А сегодня в отделе современной прозы, отечественной или зарубежной, я чувствую себя носителем небольшого тайного знания. Вон там, там и там действительно волшебные книги. Но я нашел их с трудом — это не фигура речи, а буквальность. Трудясь — то есть рецензируя по книге в неделю два года подряд или вычитывая пласты прозы в жюри различных конкурсов. И никакие механизмы отбора, ни общедоступные, ни внутрицеховые, мне не смогли помочь.

Мысленно сравнивая объемы просеянного и непросеянного (все лично прочитать один человек заведомо не в состоянии), я представляю себе итог. К трем-четырем замечательным произведениям и авторам, известным мне, добавляю пять-шесть неизвестных. Получается хорошо — так же, как во вчерашней или позавчерашней прозе или в сегодняшней поэзии.

То есть как ни мути, а от правды не уйти. И через тридцать лет русская (как, впрочем, и зарубежная) проза рубежа тысячелетий высветится во всем своем блеске. Этого только отсюда (лицом к лицу) не видать. Возникает искушение просто переждать мутную эпоху. Мне такой вариант не подходит по нескольким причинам.

Во-первых, я благодарный читатель хорошей прозы и хочу своевременно получить свою порцию удовольствия. И мне невыносимо ждать тридцать лет, перечитывая Чехова на досуге. Помимо Чехова мне нужна современная литература.

Во-вторых, я не верю в безличные механизмы. Время само по себе никакой работы не производит. Огромный массив необработанной руды металлом без человеческой деятельности не станет. Стало быть, время в культуре складывается из событий и поступков. И событие (проза написана и где-то спрятана) требует поступка (найти).

Пока я пишу эту статью, я, конечно, не занят пресловутым поиском, но здесь мне хотелось бы нелишний раз аргументировать насущность этой частной деятельности. Ведь в той или иной форме поиском, прочесыванием и просеиванием заняты многие институции: издательства, журналы, премии. Что же, все они буксуют?

Ответ будет таким: они не буксуют. Наоборот, если бы их пронизывало внутреннее ощущение кризиса, они бы искали пути выхода из него. Нет, многие почтенные люди на своих местах исправно получают ожидаемый продукт. Вот только:

ведущие толстые журналы вынуждены смириться с потерей читателя;

остальная литературная периодика (региональные и тонкие издания) держит равнение на ведущие толстые журналы;

издатели зарабатывают деньги, но их продукт трудно спутать с литературой;

в Интернете нет состоятельного ресурса современной прозы (или он неизвестен профессиональному сообществу).

--- --- ---

*ЗАДАНИЕ 1*:
Ответьте по тексту о современной прозе:
(a) Сколько лет подряд автор рецензировал по книге в неделю?
(b) Кого автор перечитывает на досуге?
(c) Какие институции названы занятыми поиском, прочесыванием и просеиванием?
Текст и записи — самостоятельные материалы, не связанные между собой.

*ВЫДЕРЖКА ИЗ ДАННЫХ*:

--- --- ---

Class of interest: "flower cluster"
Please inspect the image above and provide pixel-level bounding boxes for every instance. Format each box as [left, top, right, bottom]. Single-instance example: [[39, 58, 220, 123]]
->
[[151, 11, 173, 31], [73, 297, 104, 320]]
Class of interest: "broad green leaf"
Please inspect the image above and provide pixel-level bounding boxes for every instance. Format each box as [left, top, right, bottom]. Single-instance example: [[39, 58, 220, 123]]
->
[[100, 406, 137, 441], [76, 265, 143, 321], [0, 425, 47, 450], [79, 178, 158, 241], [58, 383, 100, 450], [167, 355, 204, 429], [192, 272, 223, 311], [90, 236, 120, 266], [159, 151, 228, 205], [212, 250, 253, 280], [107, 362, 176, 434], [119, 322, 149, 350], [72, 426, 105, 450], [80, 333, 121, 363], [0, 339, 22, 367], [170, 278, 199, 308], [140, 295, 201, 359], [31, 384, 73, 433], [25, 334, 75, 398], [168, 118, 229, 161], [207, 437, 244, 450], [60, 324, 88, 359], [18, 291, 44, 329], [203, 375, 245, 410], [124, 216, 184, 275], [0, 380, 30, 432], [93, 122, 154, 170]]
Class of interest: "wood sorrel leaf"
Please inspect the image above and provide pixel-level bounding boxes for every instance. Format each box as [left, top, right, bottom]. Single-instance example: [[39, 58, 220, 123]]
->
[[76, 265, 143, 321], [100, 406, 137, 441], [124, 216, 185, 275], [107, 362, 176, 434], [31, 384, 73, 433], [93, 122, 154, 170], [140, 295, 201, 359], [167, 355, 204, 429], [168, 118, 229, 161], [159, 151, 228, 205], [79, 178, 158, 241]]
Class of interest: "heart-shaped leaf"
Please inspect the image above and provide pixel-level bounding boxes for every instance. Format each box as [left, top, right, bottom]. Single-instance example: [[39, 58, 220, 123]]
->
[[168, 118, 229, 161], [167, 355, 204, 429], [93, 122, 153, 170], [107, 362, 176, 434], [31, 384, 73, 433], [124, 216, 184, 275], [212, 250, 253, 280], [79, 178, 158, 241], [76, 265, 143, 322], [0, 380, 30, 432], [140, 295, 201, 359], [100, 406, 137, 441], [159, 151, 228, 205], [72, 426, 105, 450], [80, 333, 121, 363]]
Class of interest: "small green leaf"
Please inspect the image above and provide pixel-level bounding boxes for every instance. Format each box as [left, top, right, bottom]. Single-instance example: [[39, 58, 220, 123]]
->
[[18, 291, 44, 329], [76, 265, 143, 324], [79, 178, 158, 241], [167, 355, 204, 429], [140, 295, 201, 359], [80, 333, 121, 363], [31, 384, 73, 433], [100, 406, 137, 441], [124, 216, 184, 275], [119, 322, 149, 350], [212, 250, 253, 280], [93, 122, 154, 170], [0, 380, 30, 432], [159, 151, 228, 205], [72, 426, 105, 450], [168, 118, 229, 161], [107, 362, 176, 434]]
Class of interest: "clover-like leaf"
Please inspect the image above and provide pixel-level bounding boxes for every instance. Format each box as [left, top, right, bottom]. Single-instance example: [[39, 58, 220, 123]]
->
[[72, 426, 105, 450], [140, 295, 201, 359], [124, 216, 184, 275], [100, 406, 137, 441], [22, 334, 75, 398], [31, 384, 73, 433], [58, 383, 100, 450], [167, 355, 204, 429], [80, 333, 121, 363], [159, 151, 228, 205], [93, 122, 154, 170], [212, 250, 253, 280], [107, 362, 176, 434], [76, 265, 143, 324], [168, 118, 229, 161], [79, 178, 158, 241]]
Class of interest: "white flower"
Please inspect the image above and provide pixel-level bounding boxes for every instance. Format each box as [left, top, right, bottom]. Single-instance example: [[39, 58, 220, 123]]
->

--- --- ---

*ЗАДАНИЕ 2*:
Воспроизведите часть записей, которая начинается с их первой строки и заканчивается строкой, содержащей «333, 121, 363]]», включительно, заменив «Class of interest» на «Target class». Всё прочее оставьте без изменений.

*ОТВЕТ 1*:
(a) Два года.
(b) Чехова.
(c) Издательства, журналы, премии.

*ОТВЕТ 2*:
Target class: "flower cluster"
Please inspect the image above and provide pixel-level bounding boxes for every instance. Format each box as [left, top, right, bottom]. Single-instance example: [[39, 58, 220, 123]]
->
[[151, 11, 173, 31], [73, 297, 104, 320]]
Target class: "broad green leaf"
Please inspect the image above and provide pixel-level bounding boxes for every instance. Format each box as [left, top, right, bottom]. Single-instance example: [[39, 58, 220, 123]]
->
[[100, 406, 137, 441], [76, 265, 143, 321], [0, 425, 47, 450], [79, 178, 158, 241], [58, 383, 100, 450], [167, 355, 204, 429], [192, 272, 223, 311], [90, 236, 120, 266], [159, 151, 228, 205], [212, 250, 253, 280], [107, 362, 176, 434], [119, 322, 149, 350], [72, 426, 105, 450], [80, 333, 121, 363], [0, 339, 22, 367], [170, 278, 199, 308], [140, 295, 201, 359], [31, 384, 73, 433], [25, 334, 75, 398], [168, 118, 229, 161], [207, 437, 244, 450], [60, 324, 88, 359], [18, 291, 44, 329], [203, 375, 245, 410], [124, 216, 184, 275], [0, 380, 30, 432], [93, 122, 154, 170]]
Target class: "wood sorrel leaf"
Please inspect the image above and provide pixel-level bounding boxes for every instance. Format each box as [left, top, right, bottom]. Single-instance example: [[39, 58, 220, 123]]
->
[[76, 265, 143, 321], [100, 406, 137, 441], [124, 216, 185, 275], [107, 362, 176, 434], [31, 384, 73, 433], [93, 122, 154, 170], [140, 295, 201, 359], [167, 355, 204, 429], [168, 118, 229, 161], [159, 151, 228, 205], [79, 178, 158, 241]]
Target class: "heart-shaped leaf"
Please inspect the image above and provide pixel-level bounding boxes for every instance. Format each box as [left, top, right, bottom]. Single-instance example: [[39, 58, 220, 123]]
->
[[168, 118, 229, 161], [167, 355, 204, 429], [93, 122, 153, 170], [107, 362, 176, 434], [31, 384, 73, 433], [124, 216, 184, 275], [212, 250, 253, 280], [79, 178, 158, 241], [76, 265, 143, 322], [0, 380, 30, 432], [140, 295, 201, 359], [100, 406, 137, 441], [159, 151, 228, 205], [72, 426, 105, 450], [80, 333, 121, 363]]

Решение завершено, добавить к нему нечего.